• [Given text]

Rosie The Cat

I wrote this nearly two years ago. Today, there’s nothing left but silence, an errant dust bunny I can’t bear to pick up, and uninterrupted tears.


It’s nice to have Rosie The Cat around. She tells me things.

Last night during the 7:00 o’clock crazies, she came tearing from the porch into the den, kicking up a small cloud of dust that swirled in the long beams of sunlight yawning across the floor, scampered over the sofa, paused, and looked at me for a second, and then, with a sneeze and a squeak, went tearing back out of the room.

Time to clean, I think, as a dust bunny settles in a cozy spot by the door.

Cleaning is like loading a dishwasher: there’s only one right way to do it. It’s just so surprising that no one else seems to know the right way except me. I start upstairs with the ceiling fans, working my way slowly down. Gravity works; dust settles. If I began downstairs and worked my way upstairs, the dust would descend on my beautifully clean downstairs.

It had only been a few months since I last cleaned, although I may have run the vacuum once. Anyway, I decided this should be a second-degree cleaning day: straighten up (ignoring the things in the closets from the last second-degree cleaning), dust (including baseboards), shake out rugs and bed covers, fluff the pillows, vacuum. I thought about the windows—they “tilt in for easy cleaning!”—but the Windex was downstairs, and I wasn’t, so I will remain in a blur. Maybe next time.

• [Supplied material]
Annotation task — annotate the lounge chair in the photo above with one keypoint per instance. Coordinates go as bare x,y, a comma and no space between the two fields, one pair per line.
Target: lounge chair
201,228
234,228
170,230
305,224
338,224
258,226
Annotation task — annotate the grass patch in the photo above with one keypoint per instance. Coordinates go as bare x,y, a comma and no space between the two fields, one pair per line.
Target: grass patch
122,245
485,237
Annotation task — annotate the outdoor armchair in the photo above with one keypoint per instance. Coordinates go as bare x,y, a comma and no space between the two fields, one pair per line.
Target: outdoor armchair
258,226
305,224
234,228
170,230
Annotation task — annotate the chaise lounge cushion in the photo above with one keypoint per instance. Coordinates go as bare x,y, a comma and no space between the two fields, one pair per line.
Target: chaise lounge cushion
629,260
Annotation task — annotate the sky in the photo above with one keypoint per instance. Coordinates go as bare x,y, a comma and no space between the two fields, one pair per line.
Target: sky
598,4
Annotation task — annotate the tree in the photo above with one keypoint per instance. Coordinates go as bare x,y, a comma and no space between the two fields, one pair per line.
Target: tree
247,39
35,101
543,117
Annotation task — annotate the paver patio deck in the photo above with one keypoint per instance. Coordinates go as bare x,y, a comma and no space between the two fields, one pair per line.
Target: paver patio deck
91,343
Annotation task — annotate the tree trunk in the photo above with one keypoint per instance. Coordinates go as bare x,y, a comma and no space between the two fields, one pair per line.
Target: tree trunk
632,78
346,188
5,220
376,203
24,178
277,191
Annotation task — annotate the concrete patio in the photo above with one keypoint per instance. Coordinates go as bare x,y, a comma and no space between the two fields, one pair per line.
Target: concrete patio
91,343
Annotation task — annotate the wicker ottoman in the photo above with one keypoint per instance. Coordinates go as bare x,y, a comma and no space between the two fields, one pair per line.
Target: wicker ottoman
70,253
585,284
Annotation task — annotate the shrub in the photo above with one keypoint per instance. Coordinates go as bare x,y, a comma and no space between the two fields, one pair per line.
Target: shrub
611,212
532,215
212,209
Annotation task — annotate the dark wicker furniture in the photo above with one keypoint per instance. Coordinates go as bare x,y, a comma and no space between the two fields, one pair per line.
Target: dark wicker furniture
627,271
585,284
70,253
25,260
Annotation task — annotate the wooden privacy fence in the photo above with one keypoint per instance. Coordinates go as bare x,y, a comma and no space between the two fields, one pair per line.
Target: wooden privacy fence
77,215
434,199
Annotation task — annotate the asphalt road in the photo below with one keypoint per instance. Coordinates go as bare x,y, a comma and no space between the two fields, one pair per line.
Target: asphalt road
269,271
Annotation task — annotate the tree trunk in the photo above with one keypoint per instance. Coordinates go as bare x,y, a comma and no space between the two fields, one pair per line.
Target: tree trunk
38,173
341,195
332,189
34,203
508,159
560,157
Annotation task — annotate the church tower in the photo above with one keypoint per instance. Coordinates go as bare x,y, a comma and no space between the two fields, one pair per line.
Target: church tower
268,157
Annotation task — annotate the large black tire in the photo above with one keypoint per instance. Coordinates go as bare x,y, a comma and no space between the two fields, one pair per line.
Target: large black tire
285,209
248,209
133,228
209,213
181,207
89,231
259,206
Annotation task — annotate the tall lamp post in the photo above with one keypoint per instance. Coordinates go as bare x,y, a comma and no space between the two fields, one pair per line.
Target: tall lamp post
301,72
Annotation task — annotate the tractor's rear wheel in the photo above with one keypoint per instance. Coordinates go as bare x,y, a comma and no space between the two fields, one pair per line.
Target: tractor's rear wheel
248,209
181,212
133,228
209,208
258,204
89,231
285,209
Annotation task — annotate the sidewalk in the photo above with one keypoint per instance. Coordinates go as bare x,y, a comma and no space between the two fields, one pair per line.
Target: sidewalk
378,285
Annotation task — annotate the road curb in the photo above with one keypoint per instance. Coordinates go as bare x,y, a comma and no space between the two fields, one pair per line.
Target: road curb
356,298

• [Brief 1] In the piece about Rosie the cat, where does the narrator begin the cleaning?
• [Brief 2] Rewrite the paragraph of the piece about Rosie the cat that begins "It had only been a few months" as a short list, keeping its main facts.
• [Brief 3] Write a continuation of the piece about Rosie the cat, picking up after its final sentence.

• [Task response 1] Upstairs, with the ceiling fans.

• [Task response 2]
- A few months had passed since the last cleaning, though the vacuum may have been run once.
- The plan was a second-degree cleaning day: straightening up (ignoring the closets, still holding things from the last one), dusting (baseboards included), shaking out rugs and bed covers, fluffing the pillows, and vacuuming.
- The windows, which "tilt in for easy cleaning," were skipped because the Windex was downstairs; they will stay blurry until maybe next time.

• [Task response 3]
I’m writing this now instead of cleaning. Without my sneezing Rosie, it would probably be many more months between cleanings. It’s not particularly hard, or I get overly tired; it’s a very small house with very small rooms: the dusting gets to me. For instance:

There’s a picture on Lynn’s dresser. I must have taken it. She’s on the beach with her mom. Her mom hated the beach, but the summer this picture was taken was when she came down to spend a couple of days with us. She took the bus because Howard refused to drive back and forth “all the way to goddamn New Jersey!” twice. It’s a 4 1/2 hour bus ride from her house in Wilmington, one-way. But there she is, in profile, in sunglasses, sitting in a sand chair under the beach umbrella she gave us for Christmas a few years earlier, looking out at the ocean, a smile on her face. Lynn is kneeling in the sand behind her. Both arms are lightly wrapped around her, and she’s resting her chin on the top of her mom’s beautiful gray hair, looking toward the ocean. But Lynn does not see the sea. She’s looking at what may have been but never could have been, and the vision gives her a distant, serene expression.

The beach was always an escape for Lynn. It was a transcendent place. Crossing the bridge to Seven Mile Island for Lynn was like leaving the real world for the place she saw in that frozen moment in that dusty picture. Her life as it could have been. For Lynn, the sea was vast, unfathomable, and uncaring about the land; patient. She loved the sea, and the beach was her respite.

Rosie hates the vacuum and hides when it’s on. When she no longer heard it, she came upstairs and demanded attention through my tears.

It’s nice to have Rosie The Cat around. She tells me things.